::: TESTO DA LEGGERE :::
Io alle mie comodità non ci rinuncio! (2006)

Marco Baldicchi: su Emilio Villa, Nuvolo e i mitici anni ‘50

 

Bruno Corà

 

 

La pista è quella giusta. E’ il sentiero che ha già portato a mete sorprendenti. E Marco Baldicchi l’ha imboccato coraggiosamente, non senza aver compiuto lo strappo linguistico, necessario in questi casi.

L’abbandono dei mezzi tradizionali della pittura per avventurarsi, con i nuovi, verso l’obiettivo di dare forma alle intuizioni dell’immaginario,secondo l’impulso poetico.

Per Baldicchi, in tale percorso, era impossibile non incappare nella ‘montagna’ Emilio Villa, leggendaria vetta tante volte a lui rammemorata dal suo Maestro, Nuvolo, nei frequenti dialoghi di questi ultimi anni, avvenuti nelle lunghe ore di operosa collaborazione trascorse nello studio di Città di Castello.

Così, la fonte mitologica della coreutica azione ideata e compiuta da Baldicchi nel maggio di quest’anno nella sua città sulle rive del Tevere, sotto le arcate del ponte che reca alla via Aretina è dunque quella di Nuvolo, un ‘platone’ attivo dei nostri giorni, sodale di Villa, socratica vox oracolare della poesia del XX secolo. E’ da Nuvolo che Baldicchi trae il titolo della sua azione Io alle mie comodità non ci rinuncio!, espressione pronunciata da Villa in gioventù, allorché il poeta faceva di una valigia il proprio cuscino e dei giornali un giaciglio, dormendo spesso sotto i ponti del Tevere a Roma o sul nudo pavimento degli studi romani degli artisti Nuvolo, Burri, Turcato e altri, attorno a Piazza del Popolo, negli anni Cinquanta.
::: MATERIALE DISPONIBILE :::
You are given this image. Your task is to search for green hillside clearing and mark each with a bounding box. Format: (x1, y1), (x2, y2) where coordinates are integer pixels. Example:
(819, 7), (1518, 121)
:::
▶ [COSA DEVI FARE]
Ricopia per intero il testo su Marco Baldicchi ed Emilio Villa, parola per parola e senza cambiare nulla.

▶ [SOLUZIONE]
Io alle mie comodità non ci rinuncio! (2006)

Marco Baldicchi: su Emilio Villa, Nuvolo e i mitici anni ‘50

 

Bruno Corà

 

 

La pista è quella giusta. E’ il sentiero che ha già portato a mete sorprendenti. E Marco Baldicchi l’ha imboccato coraggiosamente, non senza aver compiuto lo strappo linguistico, necessario in questi casi.

L’abbandono dei mezzi tradizionali della pittura per avventurarsi, con i nuovi, verso l’obiettivo di dare forma alle intuizioni dell’immaginario,secondo l’impulso poetico.

Per Baldicchi, in tale percorso, era impossibile non incappare nella ‘montagna’ Emilio Villa, leggendaria vetta tante volte a lui rammemorata dal suo Maestro, Nuvolo, nei frequenti dialoghi di questi ultimi anni, avvenuti nelle lunghe ore di operosa collaborazione trascorse nello studio di Città di Castello.

Così, la fonte mitologica della coreutica azione ideata e compiuta da Baldicchi nel maggio di quest’anno nella sua città sulle rive del Tevere, sotto le arcate del ponte che reca alla via Aretina è dunque quella di Nuvolo, un ‘platone’ attivo dei nostri giorni, sodale di Villa, socratica vox oracolare della poesia del XX secolo. E’ da Nuvolo che Baldicchi trae il titolo della sua azione Io alle mie comodità non ci rinuncio!, espressione pronunciata da Villa in gioventù, allorché il poeta faceva di una valigia il proprio cuscino e dei giornali un giaciglio, dormendo spesso sotto i ponti del Tevere a Roma o sul nudo pavimento degli studi romani degli artisti Nuvolo, Burri, Turcato e altri, attorno a Piazza del Popolo, negli anni Cinquanta.